**Page extract**

= Beginning of Section =

Fig 12: Mexico peaked in 2004
(2) Including 2020 Covid year
Using EIA data form the International Energy Statistics
Fig 13: Venezuela’s downward trend since Jan 2016 continued in 2020
It is not clear why the EIA reported practically flat crude production at 2.5 mb/d after the 2003 strike until end 2015. Conventional crude production has actually peaked and the extra heavy Orinoco oil is not easy to produce. It needs blending with light oil or (imported) Naphta so it can be pumped through pipelines.
26/5/2018 Peak oil in Venezuela: El Furrial field (1998-2011)
http://crudeoilpeak.info/peak-oil-in-venezuela-el-furrial-oil-field
Fig 14: Covid 19 disturbed oil production in all countries
COVID 19 in Brazil : Impacts and Policy Responses
June 2020
Fig 15: 3 shocks: Global economy, commodity markets, Brazilian economy
“In the energy sector, oil producers such as Petrobras have been strongly hit by the oil shock, with impacts on finances, jobs, and royalties paid to states. While consumers—including households, industry, transport and others—might, in principle, benefit from lower oil prices, pass-through tends to be low, not least due to administered prices, which reduce the net benefit of lower oil prices for consumers.”
https://openknowledge.worldbank.org/handle/10986/34223
Coronavirus tips Brazil into recession
1 Sep 2020
Brazil’s economy has officially entered a recession following the swingeing impact of the coronavirus crisis, which has so far killed more than 120,000 Brazilians and pushed millions into unemployment.
The economy contracted a record 9.7% as shutdowns took toll, but analysts believe the worst is over
https://www.ft.com/content/dc045f17-c90b-4098-bda1-4f7471699070
Fig 16: All S&C America countries stacked
Fig 17: Mexico crude oil production
22 Sep 2020
In April, Mexico’s national oil company (NOC) Pemex reported USD 24 billion in quarterly losses. This dramatically accelerates the company’s pre-coronavirus trajectory: Pemex recorded a net loss of USD 18 billion for all of 2019 (equivalent to about 25 percent of its sales volume for the year). As April went on, COVID-19 cases started soaring across the country. Despite initial mixed messages, the government instituted a lockdown that lasted until mid-June.
https://resourcegovernance.org/blog/pandemic-pemex-mexico-energy-transition
(3) Net imports/exports
Fig 18: Net exports and imports
Net exports and imports have been calculated as the difference between oil production and consumption. Exports have halved in the last 20 years, mainly due to Venezuela’s decline. Argentina’s exports are gone. While imports from non-oil producing countries have increased. The only country against these trends is Brazil where imports have turned into recent exports.
What is Venezuela’s pain is Brazil’s gain:
Fig 19: Brazil oil exports by destination 2018
Conclusion:
While China counts the cost of its Venezuelan investment adventure in one of the United States’ backyards it makes up for it by sucking up Brazil’s oil exports.

= End of Section =

**Data for analysis**
= Beginning of Section =

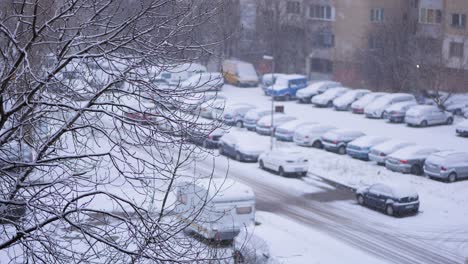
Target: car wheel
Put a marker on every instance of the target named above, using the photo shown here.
(452, 177)
(342, 150)
(389, 210)
(416, 170)
(281, 171)
(360, 199)
(317, 144)
(261, 165)
(449, 121)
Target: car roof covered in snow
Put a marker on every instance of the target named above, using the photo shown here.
(411, 151)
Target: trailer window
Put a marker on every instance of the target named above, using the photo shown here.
(244, 210)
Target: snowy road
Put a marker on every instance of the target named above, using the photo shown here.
(393, 246)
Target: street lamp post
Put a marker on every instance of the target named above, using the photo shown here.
(272, 133)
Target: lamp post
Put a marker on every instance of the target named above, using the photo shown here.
(272, 133)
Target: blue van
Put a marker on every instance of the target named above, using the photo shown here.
(286, 86)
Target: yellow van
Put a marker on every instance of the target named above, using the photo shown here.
(240, 73)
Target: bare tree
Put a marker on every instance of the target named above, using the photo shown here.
(91, 144)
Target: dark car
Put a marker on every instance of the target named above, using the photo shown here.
(391, 200)
(238, 146)
(206, 139)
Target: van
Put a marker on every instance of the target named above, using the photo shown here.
(215, 208)
(286, 87)
(240, 73)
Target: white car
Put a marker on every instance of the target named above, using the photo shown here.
(286, 131)
(252, 116)
(380, 152)
(284, 161)
(358, 106)
(326, 99)
(462, 128)
(311, 135)
(206, 81)
(377, 108)
(264, 126)
(212, 109)
(424, 115)
(396, 113)
(234, 114)
(343, 103)
(305, 95)
(338, 139)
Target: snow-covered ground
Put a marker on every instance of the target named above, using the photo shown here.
(443, 210)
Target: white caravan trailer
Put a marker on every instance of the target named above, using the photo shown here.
(226, 207)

= End of Section =

**Assignment A**
Answer these questions from the oil production extract:
(i) At what level did the EIA report practically flat Venezuelan crude production after the 2003 strike?
(ii) What quarterly loss did Pemex report in April?
(iii) By what record percentage did Brazil's economy contract?
**Assignment B**
Turn the paragraph of the oil production extract beginning "Net exports and imports have been calculated" into a short list that keeps its main facts.
**Assignment C**
Please retype the part of the oil production extract that opens with the words containing "https://openknowledge.worldbank.org/handle/10986/34223" and closes with "millions into unemployment.".
The lines are separate material and have nothing to do with the oil production extract.

**Task output A**
(i) 2.5 mb/d
(ii) USD 24 billion
(iii) 9.7%

**Task output B**
- Net exports and imports are the difference between oil production and consumption.
- Exports have halved over the last 20 years, mainly because of Venezuela's decline.
- Argentina's exports are gone.
- Imports from non-oil producing countries have increased.
- Brazil is the only country against these trends: its imports have recently turned into exports.

**Task output C**
https://openknowledge.worldbank.org/handle/10986/34223
Coronavirus tips Brazil into recession
1 Sep 2020
Brazil’s economy has officially entered a recession following the swingeing impact of the coronavirus crisis, which has so far killed more than 120,000 Brazilians and pushed millions into unemployment.